— Begin —

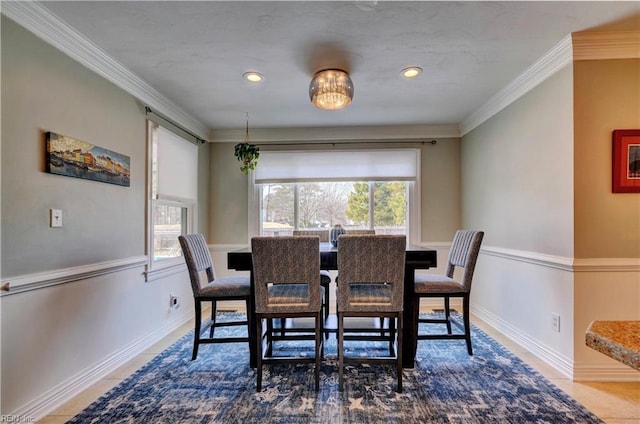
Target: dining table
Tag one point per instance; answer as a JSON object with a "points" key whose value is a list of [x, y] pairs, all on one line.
{"points": [[417, 257]]}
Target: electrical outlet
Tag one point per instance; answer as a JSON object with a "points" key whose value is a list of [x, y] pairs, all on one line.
{"points": [[55, 218], [174, 302], [555, 322]]}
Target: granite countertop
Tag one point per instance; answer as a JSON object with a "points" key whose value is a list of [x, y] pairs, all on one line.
{"points": [[617, 339]]}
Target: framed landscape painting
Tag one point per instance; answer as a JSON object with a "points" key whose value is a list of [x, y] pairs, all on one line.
{"points": [[76, 158]]}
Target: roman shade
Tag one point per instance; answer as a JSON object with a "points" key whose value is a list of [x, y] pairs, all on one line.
{"points": [[337, 165], [177, 165]]}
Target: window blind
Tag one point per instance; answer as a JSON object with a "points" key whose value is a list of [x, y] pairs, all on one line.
{"points": [[177, 165], [351, 165]]}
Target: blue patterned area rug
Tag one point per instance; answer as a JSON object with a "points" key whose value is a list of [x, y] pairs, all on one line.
{"points": [[446, 386]]}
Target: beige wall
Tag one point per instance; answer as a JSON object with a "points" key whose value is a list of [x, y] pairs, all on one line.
{"points": [[607, 97], [517, 185], [440, 190], [517, 172]]}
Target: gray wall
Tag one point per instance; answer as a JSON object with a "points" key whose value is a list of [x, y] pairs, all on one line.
{"points": [[60, 334]]}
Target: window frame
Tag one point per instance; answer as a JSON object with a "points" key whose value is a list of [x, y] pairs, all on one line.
{"points": [[413, 222]]}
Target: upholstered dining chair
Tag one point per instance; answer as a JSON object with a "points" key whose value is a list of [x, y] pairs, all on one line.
{"points": [[463, 255], [286, 275], [357, 232], [371, 285], [325, 276], [209, 288]]}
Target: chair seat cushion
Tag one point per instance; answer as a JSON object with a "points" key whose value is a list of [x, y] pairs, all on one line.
{"points": [[370, 294], [288, 294], [227, 287], [432, 283]]}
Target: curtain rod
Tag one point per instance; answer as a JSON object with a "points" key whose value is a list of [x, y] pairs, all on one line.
{"points": [[148, 111], [334, 143]]}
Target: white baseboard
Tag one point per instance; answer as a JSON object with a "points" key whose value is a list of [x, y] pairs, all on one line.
{"points": [[556, 360], [56, 397], [605, 372]]}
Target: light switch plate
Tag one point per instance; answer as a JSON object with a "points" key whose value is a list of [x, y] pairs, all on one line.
{"points": [[56, 218]]}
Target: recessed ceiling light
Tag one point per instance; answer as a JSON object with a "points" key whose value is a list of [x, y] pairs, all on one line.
{"points": [[253, 76], [411, 72]]}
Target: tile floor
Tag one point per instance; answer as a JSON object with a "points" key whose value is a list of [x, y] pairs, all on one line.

— End —

• **TASK REQUIREMENTS**:
Give back every line exactly as it stands, pictures excluded.

• **FULL SOLUTION**:
Target: dining table
Tag one point per instance; answer as a JSON object with a "points" key whose value is a list of [x, y] pairs, all on one line.
{"points": [[417, 257]]}
Target: electrical outlet
Tag one point per instance; answer as a JSON object with a "points" key whose value is a list of [x, y] pairs, all on one line.
{"points": [[55, 218], [174, 302], [555, 322]]}
Target: granite countertop
Tag one point per instance; answer as a JSON object with a "points" key whose value is a list of [x, y] pairs, all on one line.
{"points": [[617, 339]]}
Target: framed landscape painting
Tag one point per instance; answer as a JSON object with a "points" key whose value is a list of [x, y] pairs, all on one line.
{"points": [[76, 158]]}
Target: roman shade
Tag one point per instance; answer as a JSON object with a "points" key whose value is a list of [x, y] pairs, all on one line.
{"points": [[337, 165], [177, 165]]}
Target: window blind
Tag one point per instance; answer as a JSON object with a "points" key whose value is a list of [x, y] pairs, all on one line.
{"points": [[177, 165], [351, 165]]}
Target: blue patterned area rug
Tag one point per instance; answer as a JSON object with a "points" key whose value is a list of [x, y] pairs, all on one line.
{"points": [[446, 386]]}
Target: beige wall
Tag one point per instance; answer as a JSON object with a "points" key whose value is a list of [x, y] pairs, all on one line.
{"points": [[607, 97], [517, 185], [440, 190], [517, 172]]}
Target: gray wall
Tag one point per instance; answer as a JSON object with a "points" key whose value is a list of [x, y] pairs, all on one line.
{"points": [[60, 334]]}
Target: window frame
Tag one point per instance; answer as a JSON object with a "points" key whose value is a list of [x, y] pairs, all on one line.
{"points": [[413, 222]]}
Target: upholstered dining chair
Tag one point per instance; answer as a JSON object with a "points" key whose value is a list of [x, y] pairs, all on one line.
{"points": [[463, 255], [286, 275], [357, 232], [371, 285], [325, 276], [209, 288]]}
Target: chair seat cushion
Tag one point per instance; answer as a JSON object with a "points" key whose value is a list of [x, y] pairs, all on one line.
{"points": [[370, 294], [288, 294], [227, 287], [432, 283]]}
Target: curtain rod
Tag one point per instance; answer as a JSON object with a "points" key whose value is a list of [x, y] pairs, all on one line.
{"points": [[148, 111], [334, 143]]}
Target: white baseboard
Tag one point per instance; answer as a JSON object with a "points" key whose value is a list of [x, y] pairs, all on one line.
{"points": [[556, 360], [56, 397], [605, 372]]}
Target: light switch plate
Tag one point per instance; answer as a JSON object with a "points" key whose value is a list of [x, y] pairs, all on one line.
{"points": [[56, 218]]}
Target: recessed ceiling light
Tag one point per instance; answer as a JSON object with a "points" key whose value is a list of [x, y] pairs, all on one line.
{"points": [[253, 76], [411, 72]]}
Target: tile floor
Tag one point per instance; answer as a JSON object with a "points" key whose value is a list of [x, y] pairs, all on one line.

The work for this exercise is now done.